▸ Written task: Print every line of the material below verbatim, with nothing changed or left out.

▸ Data for this exercise:
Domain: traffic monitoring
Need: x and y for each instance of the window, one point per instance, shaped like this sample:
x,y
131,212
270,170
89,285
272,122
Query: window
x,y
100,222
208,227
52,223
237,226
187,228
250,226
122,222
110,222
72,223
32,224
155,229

▸ Exercise solution:
Domain: traffic monitoring
Need: x and y for each instance of the window, one point per instance, shaped like this sample:
x,y
131,212
270,170
89,285
272,122
Query: window
x,y
100,222
208,227
52,223
237,226
187,228
250,226
122,222
110,222
72,223
32,224
155,229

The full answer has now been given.